→ **Extracted material**:
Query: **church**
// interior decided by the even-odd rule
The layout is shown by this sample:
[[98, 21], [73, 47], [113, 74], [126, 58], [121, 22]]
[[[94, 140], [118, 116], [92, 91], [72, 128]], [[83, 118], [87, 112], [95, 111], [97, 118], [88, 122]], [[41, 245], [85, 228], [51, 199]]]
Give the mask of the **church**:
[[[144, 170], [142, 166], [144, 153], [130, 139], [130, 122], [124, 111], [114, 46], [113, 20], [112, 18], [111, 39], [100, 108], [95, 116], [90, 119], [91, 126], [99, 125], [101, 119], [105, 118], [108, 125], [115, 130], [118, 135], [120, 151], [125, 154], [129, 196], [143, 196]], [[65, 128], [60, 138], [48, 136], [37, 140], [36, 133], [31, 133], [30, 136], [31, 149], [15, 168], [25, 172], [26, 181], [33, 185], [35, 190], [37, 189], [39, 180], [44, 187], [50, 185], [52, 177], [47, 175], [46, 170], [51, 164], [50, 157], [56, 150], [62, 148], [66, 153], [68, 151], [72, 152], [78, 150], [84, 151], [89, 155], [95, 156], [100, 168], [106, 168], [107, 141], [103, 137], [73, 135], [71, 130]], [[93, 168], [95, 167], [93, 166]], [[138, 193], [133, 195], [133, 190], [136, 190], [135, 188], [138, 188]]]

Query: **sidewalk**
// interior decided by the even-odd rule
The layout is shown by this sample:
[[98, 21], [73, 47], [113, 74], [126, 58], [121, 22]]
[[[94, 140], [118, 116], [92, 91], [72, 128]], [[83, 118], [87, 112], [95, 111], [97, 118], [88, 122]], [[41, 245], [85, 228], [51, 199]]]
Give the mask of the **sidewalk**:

→ **What the task requires**:
Reproduce every one of the records above line for line, with no changes.

→ **Complete output**:
Query: **church**
// interior decided by the even-odd rule
The layout is shown by this sample:
[[98, 21], [73, 47], [113, 74], [126, 58], [121, 22]]
[[[94, 140], [118, 116], [92, 91], [72, 128]], [[83, 118], [87, 112], [95, 111], [97, 118], [88, 122]], [[41, 245], [85, 228], [51, 199]]]
Give the mask of the **church**:
[[[144, 170], [142, 166], [144, 153], [130, 139], [130, 122], [124, 111], [114, 46], [113, 20], [112, 18], [111, 39], [100, 108], [95, 116], [90, 119], [91, 126], [99, 125], [101, 119], [105, 118], [108, 125], [115, 130], [118, 135], [120, 151], [125, 154], [129, 196], [143, 196]], [[65, 128], [60, 138], [48, 136], [37, 140], [36, 133], [31, 133], [30, 136], [31, 149], [15, 168], [25, 172], [26, 181], [33, 185], [35, 190], [37, 189], [39, 180], [44, 187], [50, 185], [52, 177], [47, 175], [46, 170], [51, 164], [50, 157], [56, 150], [62, 148], [66, 153], [68, 151], [72, 152], [78, 150], [84, 151], [89, 155], [95, 156], [100, 168], [106, 168], [107, 141], [103, 137], [73, 135], [71, 130]], [[93, 168], [95, 167], [93, 166]], [[138, 193], [133, 195], [133, 190], [136, 190], [135, 188], [138, 188]]]

Query: **sidewalk**
// interior decided by the even-odd rule
The layout is shown by this sample:
[[98, 21], [73, 47], [113, 74], [126, 58], [121, 22]]
[[[94, 140], [118, 116], [92, 91], [72, 128]], [[83, 118], [87, 112], [95, 111], [97, 118], [88, 122]], [[41, 245], [85, 228], [51, 199]]]
Give the mask of the **sidewalk**:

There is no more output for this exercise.